■ **Exercise directions**:
Please report every line of the records that contains the word "separate", copying each such line in full.
** start Entries provided **
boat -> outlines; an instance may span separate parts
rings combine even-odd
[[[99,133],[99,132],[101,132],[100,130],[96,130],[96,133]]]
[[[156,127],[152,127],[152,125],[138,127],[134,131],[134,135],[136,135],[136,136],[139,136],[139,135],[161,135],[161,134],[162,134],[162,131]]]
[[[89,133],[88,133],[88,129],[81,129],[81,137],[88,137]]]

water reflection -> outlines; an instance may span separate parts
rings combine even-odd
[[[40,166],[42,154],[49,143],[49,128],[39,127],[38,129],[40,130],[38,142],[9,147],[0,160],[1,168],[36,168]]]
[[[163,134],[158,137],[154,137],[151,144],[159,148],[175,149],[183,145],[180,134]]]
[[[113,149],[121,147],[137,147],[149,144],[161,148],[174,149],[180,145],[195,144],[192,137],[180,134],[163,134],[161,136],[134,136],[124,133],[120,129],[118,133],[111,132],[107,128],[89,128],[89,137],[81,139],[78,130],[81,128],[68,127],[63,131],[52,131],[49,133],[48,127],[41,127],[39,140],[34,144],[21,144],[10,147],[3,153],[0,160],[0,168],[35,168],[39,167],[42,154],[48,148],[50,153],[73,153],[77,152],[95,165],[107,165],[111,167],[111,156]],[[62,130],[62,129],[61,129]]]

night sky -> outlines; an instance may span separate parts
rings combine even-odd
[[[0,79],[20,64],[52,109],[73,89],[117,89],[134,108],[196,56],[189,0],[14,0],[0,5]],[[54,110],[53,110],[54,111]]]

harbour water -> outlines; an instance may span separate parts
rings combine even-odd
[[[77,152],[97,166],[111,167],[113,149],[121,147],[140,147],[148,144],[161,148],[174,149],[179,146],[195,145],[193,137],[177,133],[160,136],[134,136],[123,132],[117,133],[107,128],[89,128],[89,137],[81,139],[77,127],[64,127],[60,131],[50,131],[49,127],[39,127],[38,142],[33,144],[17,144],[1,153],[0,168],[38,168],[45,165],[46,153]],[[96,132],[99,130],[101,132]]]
** end Entries provided **
■ **Expected answer**:
boat -> outlines; an instance may span separate parts
water reflection -> outlines; an instance may span separate parts
night sky -> outlines; an instance may span separate parts
harbour water -> outlines; an instance may span separate parts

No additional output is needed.